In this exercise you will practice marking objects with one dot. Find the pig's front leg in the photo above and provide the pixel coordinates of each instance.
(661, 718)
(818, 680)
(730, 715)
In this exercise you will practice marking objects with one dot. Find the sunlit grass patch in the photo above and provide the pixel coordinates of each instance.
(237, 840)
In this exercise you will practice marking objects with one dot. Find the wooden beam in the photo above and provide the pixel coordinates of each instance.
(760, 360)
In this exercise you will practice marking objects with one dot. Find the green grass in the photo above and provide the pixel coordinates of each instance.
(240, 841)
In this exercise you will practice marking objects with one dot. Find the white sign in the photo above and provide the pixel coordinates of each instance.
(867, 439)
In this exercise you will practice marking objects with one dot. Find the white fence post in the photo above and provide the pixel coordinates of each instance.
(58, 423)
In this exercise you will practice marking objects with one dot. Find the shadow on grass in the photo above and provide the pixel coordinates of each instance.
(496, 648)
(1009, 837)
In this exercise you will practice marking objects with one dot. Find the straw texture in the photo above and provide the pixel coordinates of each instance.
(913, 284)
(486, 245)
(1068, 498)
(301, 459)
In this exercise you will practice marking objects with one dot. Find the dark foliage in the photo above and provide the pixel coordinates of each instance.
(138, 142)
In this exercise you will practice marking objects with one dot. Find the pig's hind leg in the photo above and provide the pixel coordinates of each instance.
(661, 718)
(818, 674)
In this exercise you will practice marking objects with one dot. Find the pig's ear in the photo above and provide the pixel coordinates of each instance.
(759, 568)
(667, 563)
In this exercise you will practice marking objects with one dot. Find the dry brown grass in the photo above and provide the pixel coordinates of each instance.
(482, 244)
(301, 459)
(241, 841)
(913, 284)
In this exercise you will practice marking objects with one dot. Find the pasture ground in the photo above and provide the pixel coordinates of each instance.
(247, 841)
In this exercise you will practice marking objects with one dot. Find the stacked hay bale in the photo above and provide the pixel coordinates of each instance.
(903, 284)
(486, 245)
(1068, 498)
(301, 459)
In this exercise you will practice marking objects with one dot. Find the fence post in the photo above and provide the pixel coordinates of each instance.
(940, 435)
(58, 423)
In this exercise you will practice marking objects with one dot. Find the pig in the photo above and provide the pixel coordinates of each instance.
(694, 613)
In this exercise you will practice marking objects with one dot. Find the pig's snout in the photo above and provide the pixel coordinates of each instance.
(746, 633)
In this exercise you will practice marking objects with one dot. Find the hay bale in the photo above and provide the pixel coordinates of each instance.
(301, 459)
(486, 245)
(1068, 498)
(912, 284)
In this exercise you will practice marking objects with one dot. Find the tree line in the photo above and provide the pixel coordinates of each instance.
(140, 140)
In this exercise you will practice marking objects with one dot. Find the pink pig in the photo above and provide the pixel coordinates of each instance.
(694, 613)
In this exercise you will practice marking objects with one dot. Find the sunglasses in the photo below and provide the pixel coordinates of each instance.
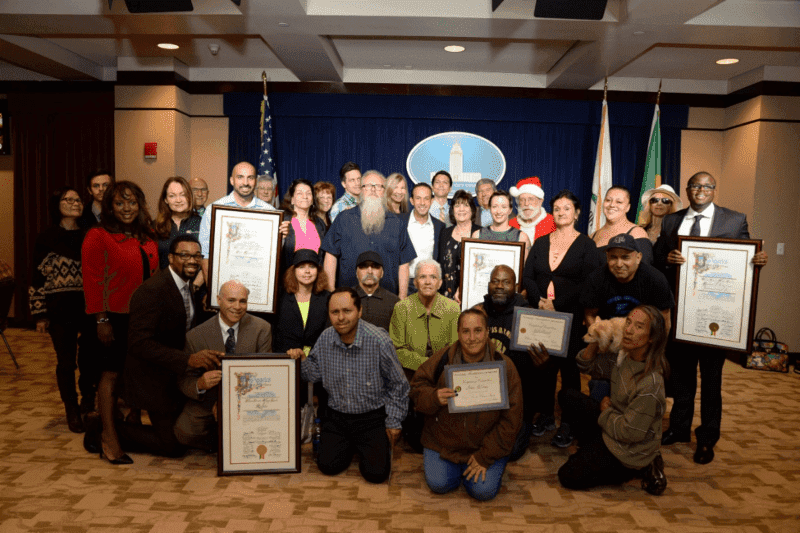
(665, 201)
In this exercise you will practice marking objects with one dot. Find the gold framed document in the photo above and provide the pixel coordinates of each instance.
(534, 326)
(478, 386)
(478, 259)
(259, 419)
(245, 246)
(716, 292)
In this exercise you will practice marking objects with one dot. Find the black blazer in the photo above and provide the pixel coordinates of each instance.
(726, 223)
(290, 332)
(156, 339)
(438, 226)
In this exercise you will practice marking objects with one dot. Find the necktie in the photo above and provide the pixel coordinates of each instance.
(187, 305)
(230, 344)
(695, 231)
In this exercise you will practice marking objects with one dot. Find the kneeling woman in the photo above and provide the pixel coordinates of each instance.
(472, 448)
(621, 436)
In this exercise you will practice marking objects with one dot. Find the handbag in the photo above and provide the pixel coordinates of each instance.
(768, 353)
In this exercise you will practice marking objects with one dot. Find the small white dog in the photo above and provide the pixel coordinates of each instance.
(606, 333)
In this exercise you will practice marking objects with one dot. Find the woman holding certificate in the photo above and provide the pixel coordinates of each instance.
(557, 265)
(620, 437)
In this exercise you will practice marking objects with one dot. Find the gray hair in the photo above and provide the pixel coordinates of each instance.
(427, 262)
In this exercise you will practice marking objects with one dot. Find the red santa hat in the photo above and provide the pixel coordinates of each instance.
(532, 185)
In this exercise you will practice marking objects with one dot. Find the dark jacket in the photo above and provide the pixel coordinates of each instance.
(488, 435)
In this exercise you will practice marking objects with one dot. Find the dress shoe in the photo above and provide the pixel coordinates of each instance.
(704, 454)
(671, 437)
(91, 439)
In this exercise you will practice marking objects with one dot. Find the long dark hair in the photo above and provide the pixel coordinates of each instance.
(142, 226)
(286, 204)
(163, 223)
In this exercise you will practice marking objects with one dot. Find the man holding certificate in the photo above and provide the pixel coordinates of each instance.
(470, 446)
(702, 219)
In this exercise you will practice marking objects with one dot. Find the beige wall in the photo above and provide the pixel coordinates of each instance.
(7, 212)
(757, 167)
(188, 146)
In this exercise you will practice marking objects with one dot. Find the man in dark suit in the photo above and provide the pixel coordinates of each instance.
(161, 312)
(232, 331)
(423, 229)
(702, 219)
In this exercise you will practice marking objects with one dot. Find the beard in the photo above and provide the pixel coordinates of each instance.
(373, 215)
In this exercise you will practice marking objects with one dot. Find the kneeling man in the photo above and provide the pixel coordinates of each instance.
(472, 448)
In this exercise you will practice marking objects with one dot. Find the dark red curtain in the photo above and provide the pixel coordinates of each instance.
(57, 139)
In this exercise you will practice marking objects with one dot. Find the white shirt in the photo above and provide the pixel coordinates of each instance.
(225, 327)
(705, 222)
(181, 284)
(421, 236)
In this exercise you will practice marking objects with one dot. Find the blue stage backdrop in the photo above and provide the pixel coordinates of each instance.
(314, 134)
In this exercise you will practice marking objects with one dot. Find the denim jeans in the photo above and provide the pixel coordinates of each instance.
(443, 476)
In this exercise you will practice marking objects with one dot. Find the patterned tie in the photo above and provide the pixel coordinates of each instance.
(187, 305)
(230, 344)
(695, 231)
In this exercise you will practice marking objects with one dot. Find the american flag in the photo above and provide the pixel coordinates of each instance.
(266, 165)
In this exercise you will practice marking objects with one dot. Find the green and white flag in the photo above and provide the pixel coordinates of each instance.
(652, 168)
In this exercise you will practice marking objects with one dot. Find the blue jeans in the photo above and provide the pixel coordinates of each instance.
(443, 476)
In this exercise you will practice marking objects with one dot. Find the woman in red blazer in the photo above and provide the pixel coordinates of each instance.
(117, 257)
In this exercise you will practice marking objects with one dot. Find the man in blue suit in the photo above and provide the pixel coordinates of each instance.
(423, 229)
(702, 219)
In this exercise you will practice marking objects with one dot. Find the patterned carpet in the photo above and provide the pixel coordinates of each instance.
(49, 483)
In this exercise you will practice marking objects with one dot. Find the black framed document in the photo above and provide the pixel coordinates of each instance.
(245, 246)
(716, 292)
(259, 421)
(534, 326)
(478, 258)
(478, 386)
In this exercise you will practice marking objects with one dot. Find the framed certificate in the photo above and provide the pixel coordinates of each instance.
(478, 386)
(534, 326)
(245, 246)
(259, 419)
(716, 292)
(478, 258)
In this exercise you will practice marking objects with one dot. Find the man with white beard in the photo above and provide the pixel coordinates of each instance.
(531, 218)
(369, 228)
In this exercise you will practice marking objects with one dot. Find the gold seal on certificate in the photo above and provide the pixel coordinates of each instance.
(478, 386)
(534, 326)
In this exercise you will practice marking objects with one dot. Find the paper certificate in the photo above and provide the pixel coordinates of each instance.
(258, 415)
(534, 326)
(478, 386)
(245, 247)
(716, 292)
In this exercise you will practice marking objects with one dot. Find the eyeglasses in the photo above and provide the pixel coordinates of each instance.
(185, 257)
(665, 201)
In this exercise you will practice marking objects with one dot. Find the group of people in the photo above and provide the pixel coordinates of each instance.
(370, 304)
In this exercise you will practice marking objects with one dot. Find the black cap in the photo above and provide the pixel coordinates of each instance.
(369, 256)
(305, 256)
(624, 241)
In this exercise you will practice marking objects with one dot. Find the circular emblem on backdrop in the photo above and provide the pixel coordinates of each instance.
(467, 157)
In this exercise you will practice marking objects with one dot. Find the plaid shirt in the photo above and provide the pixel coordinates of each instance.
(361, 377)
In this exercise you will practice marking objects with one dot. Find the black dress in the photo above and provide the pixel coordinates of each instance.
(579, 261)
(450, 259)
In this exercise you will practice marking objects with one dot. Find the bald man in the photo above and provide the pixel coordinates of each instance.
(232, 331)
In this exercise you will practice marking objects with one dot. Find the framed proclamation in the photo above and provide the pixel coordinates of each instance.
(245, 246)
(258, 415)
(716, 292)
(478, 258)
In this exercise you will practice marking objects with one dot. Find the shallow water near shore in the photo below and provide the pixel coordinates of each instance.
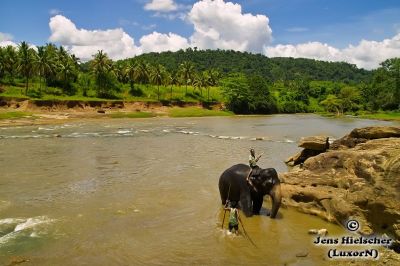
(145, 191)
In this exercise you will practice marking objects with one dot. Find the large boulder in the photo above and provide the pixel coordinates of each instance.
(362, 182)
(315, 143)
(375, 132)
(361, 135)
(313, 146)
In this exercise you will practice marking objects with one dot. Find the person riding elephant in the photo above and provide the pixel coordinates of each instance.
(236, 184)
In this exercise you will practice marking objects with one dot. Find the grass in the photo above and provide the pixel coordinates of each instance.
(382, 116)
(132, 115)
(149, 93)
(196, 112)
(14, 115)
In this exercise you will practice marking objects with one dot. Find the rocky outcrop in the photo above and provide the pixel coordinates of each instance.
(312, 146)
(358, 178)
(361, 135)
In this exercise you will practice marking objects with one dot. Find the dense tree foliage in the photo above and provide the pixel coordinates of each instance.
(272, 69)
(249, 83)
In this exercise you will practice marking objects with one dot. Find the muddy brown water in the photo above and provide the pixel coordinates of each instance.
(144, 191)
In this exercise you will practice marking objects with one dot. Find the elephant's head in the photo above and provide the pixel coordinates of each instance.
(267, 182)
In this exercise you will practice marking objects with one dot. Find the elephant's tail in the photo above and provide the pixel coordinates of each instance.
(276, 196)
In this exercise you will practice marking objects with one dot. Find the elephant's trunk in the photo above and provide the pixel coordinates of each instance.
(276, 196)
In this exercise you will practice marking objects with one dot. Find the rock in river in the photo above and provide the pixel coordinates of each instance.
(359, 181)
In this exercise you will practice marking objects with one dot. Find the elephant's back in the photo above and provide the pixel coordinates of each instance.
(232, 181)
(238, 169)
(237, 173)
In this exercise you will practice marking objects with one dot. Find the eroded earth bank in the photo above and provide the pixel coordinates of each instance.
(357, 177)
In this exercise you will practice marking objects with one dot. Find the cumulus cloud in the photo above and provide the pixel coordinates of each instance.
(219, 24)
(6, 40)
(157, 42)
(54, 12)
(115, 42)
(85, 43)
(161, 5)
(367, 54)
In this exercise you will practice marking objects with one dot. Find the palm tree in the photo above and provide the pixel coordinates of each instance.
(142, 72)
(102, 68)
(213, 79)
(187, 71)
(67, 72)
(131, 72)
(44, 65)
(198, 82)
(26, 62)
(157, 77)
(2, 63)
(10, 62)
(173, 80)
(52, 54)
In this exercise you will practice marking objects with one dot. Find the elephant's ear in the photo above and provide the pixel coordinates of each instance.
(245, 202)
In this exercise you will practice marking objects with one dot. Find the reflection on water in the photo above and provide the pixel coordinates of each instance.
(145, 191)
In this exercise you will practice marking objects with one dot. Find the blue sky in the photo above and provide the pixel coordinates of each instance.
(333, 23)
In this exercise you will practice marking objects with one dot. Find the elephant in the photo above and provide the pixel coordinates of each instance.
(235, 185)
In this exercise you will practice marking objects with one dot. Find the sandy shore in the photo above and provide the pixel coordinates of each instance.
(56, 112)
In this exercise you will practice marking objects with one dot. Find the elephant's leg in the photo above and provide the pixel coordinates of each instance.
(257, 203)
(246, 203)
(276, 197)
(223, 191)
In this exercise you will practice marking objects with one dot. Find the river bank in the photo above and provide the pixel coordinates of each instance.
(356, 178)
(17, 111)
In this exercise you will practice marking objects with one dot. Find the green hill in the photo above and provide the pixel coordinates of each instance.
(272, 69)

★ ★ ★ ★ ★

PROBLEM DESCRIPTION – Take the line that contains "Find the palm" and every line after it through the end of the listing above, and repeat them exactly.

CORRECT RESPONSE –
In this exercise you will practice marking objects with one dot. Find the palm tree in the photo above and provide the pixel coordinates of each instance.
(142, 72)
(102, 68)
(213, 79)
(187, 71)
(67, 72)
(131, 72)
(44, 65)
(198, 82)
(26, 62)
(157, 77)
(2, 63)
(10, 62)
(173, 80)
(52, 54)
In this exercise you will practice marking objects with one dot. Find the elephant's ear in the photo above and provide the pixel coordinates of each instance.
(245, 202)
In this exercise you will practice marking objects with one dot. Find the reflection on water in the photo above and provide the pixel coordinates of each instance.
(145, 191)
In this exercise you will practice marking objects with one dot. Find the blue sky in the photo above and provide the pixel coordinates of each instance.
(333, 23)
In this exercise you will practice marking objects with one dot. Find the elephant in the photo above and provide the pixel coordinates of each instance.
(235, 185)
In this exercise you will practice marking objects with one dot. Find the sandy shore in the photo above and provide the pixel coordinates of each instance.
(56, 112)
In this exercise you will practice marking objects with one dot. Find the elephant's leg in the photo above and provide the pixel coordinates of each instance.
(257, 203)
(246, 203)
(276, 197)
(223, 191)
In this exercise you will practice marking objects with one dot. Find the river bank in the photo above and provide the pixel coordinates of each instance.
(356, 178)
(17, 111)
In this exercise you will practice marking objects with one dot. Find the green hill in the photo above and provide the pixel coordinates of each instance.
(272, 69)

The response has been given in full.